A lire aussi : Guinée-Bissau : un narco Etat ?

Amilcar Cabral est devenu mondialement célèbre lors de la conférence de solidarité des peuples d’Asie, d’Afrique et d’Amérique latine (OSPAAL) à La Havane en janvier 1966. Fidel Castro l’y a traité en invité d’honneur et en effet, il y tranchait par la sobriété et la rigueur de ses prises de position avec la plupart des participants de la conférence. Cabral comprenait la logique stérile du colonialisme portugais attaché à un passé glorieux où celui-ci régnait sur les mers au XVIe siècle. Conserver l’intégrité territoriale de cette grandeur déchue justifiait la dictature de Salazar suivie par celle de Caetano. Il fallait tenir jusqu’à ce que les guerres coloniales épuisent le Portugal, et la Guinée-Bissau, avec sa lutte la plus conséquente du continent africain, y jouait un rôle très au-dessus de son importance territoriale.

Une activité diplomatique mondiale

Au début de 1968, le PAIGC contrôlait les deux tiers du territoire avec sa propre administration, ses magasins du peuple, ses dispensaires, ses organisations de jeunesse, ses écoles, et avait appliqué des réformes, comme l’interdiction du mariage forcé. Cette même année, le Portugal dépêcha en Guinée-Bissau son meilleur général, Spinola, qui s’était illustré en Angola. Celui-ci mit en place une stratégie offensive disposant d’un appui aérien, notamment en hélicoptères. Le PAIGC réussit à tenir bon, mais fut bloqué. Cabral doubla sa lutte militaire d’une intense activité diplomatique. Il témoigna devant la Commission des droits de l’homme à l’ONU. En 1969, au Soudan, à Khartoum, il tint une conférence de solidarité avec les peuples des colonies portugaises. Les Portugais continuaient de contrôler une large partie des populations, notamment les islamisés, mais aussi les régions mandjaques du nord-ouest et bien sûr les villes. Cabral donna, aux États-Unis, une importante conférence à Syracuse sur la culture nationale (1970), témoigna la même année devant les Nations unies et à Washington, enfin, devant la Commission des affaires étrangères et le Congrès. il ouvrit également à Rome une conférence de solidarité avec les peuples des colonies portugaises où se trouvaient présents les représentants de 64 pays. À l’issue de celle-ci, il fut reçu par le pape Paul VI.

Tout en se rendant régulièrement dans les régions libérées, il multipliait sa participation à l’agitation internationale. On l’accueillit à Londres, à Dublin, à Helsinki, jamais en France. Tandis qu’il se trouvait en 1971 au Conseil de sécurité de l’ONU, il innova de façon tout à fait inattendue en invitant officiellement l’Assemblée nationale des Nations unies à envoyer des observateurs surveiller, dans les régions libérées, la bonne tenue d’élections portant sur l’indépendance. Cabral, tout en s’inspirant du modus operandi chinois sur le plan militaire, pratiquait le non-alignement. Il visait à rassembler tous ceux qui étaient opposés à la prolongation du colonialisme et, à cet égard, rencontra aux États-Unis des sympathies agissantes dans les milieux universitaires.
——————————
■ Consigne ■
Prolongez le texte sur Amilcar Cabral à partir de sa dernière phrase. Les items forment un matériau indépendant du texte sur Amilcar Cabral.
——————————
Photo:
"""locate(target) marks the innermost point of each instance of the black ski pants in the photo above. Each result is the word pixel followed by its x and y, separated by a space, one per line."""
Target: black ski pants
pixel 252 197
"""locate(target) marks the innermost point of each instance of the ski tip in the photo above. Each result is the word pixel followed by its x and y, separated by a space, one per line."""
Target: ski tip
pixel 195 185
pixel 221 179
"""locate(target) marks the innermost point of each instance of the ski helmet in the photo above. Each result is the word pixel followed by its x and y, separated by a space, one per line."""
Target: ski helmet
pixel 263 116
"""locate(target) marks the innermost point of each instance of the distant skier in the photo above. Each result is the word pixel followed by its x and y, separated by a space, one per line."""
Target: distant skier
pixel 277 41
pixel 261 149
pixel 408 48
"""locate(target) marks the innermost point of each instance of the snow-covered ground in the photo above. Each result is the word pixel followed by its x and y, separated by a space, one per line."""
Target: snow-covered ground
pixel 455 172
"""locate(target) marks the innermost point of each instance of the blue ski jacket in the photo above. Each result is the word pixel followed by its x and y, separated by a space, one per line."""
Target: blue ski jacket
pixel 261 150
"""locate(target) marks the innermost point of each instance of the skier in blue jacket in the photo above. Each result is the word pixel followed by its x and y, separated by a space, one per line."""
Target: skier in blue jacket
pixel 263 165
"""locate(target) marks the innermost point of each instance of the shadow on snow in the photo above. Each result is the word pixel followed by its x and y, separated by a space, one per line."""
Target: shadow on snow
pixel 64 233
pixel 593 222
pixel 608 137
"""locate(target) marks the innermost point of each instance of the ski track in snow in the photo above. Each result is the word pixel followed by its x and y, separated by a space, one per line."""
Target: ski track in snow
——————————
■ Réponse rédigée ■
A lire aussi : La démocratie est-elle possible en Afrique ?

Bien qu’avertis, les Portugais ne purent cependant intercepter les observateurs de l’ONU lorsque ceux-ci pénétrèrent dans les régions libérées et assistèrent aux élections : sur 87 517 votants, il y eut 79 680 voix pour l’indépendance. Ces résultats furent publiés et ce résultat en faveur de l’indépendance fut voté à l’ONU et y remporta les voix de 90 pays (ceux de l’OTAN étant contre). Le comité de décolonisation de l’ONU reconnut le PAIGC comme un « véritable et légitime représentant des peuples de Guinée et du Cap-Vert ». Événement sans précédent, l’Assemblée générale de l’ONU entérina cette résolution à la toute fin de 1972. C’est le triomphe d’Amilcar Cabral.

Le 20 janvier 1973, à la veille de la proclamation de l’indépendance par le PAIGC lui-même, Amilcar Cabral fut assassiné à Conakry par un membre de son propre parti. Les Portugais, semble-t-il, avaient fait miroiter aux yeux des Guinéens la perspective d’une indépendance à condition qu’ils se débarrassent des métis cap-verdiens. Le racisme n’était pas, comme certains le pensent, qu’une attitude de Blancs. Durement touchée, la direction du PAIGC sut cependant faire face ; elle tint en juillet son deuxième congrès en territoire libéré et proclama l’indépendance le 17 septembre 1972. Celle-ci fut immédiatement reconnue par plus d’une centaine d’États.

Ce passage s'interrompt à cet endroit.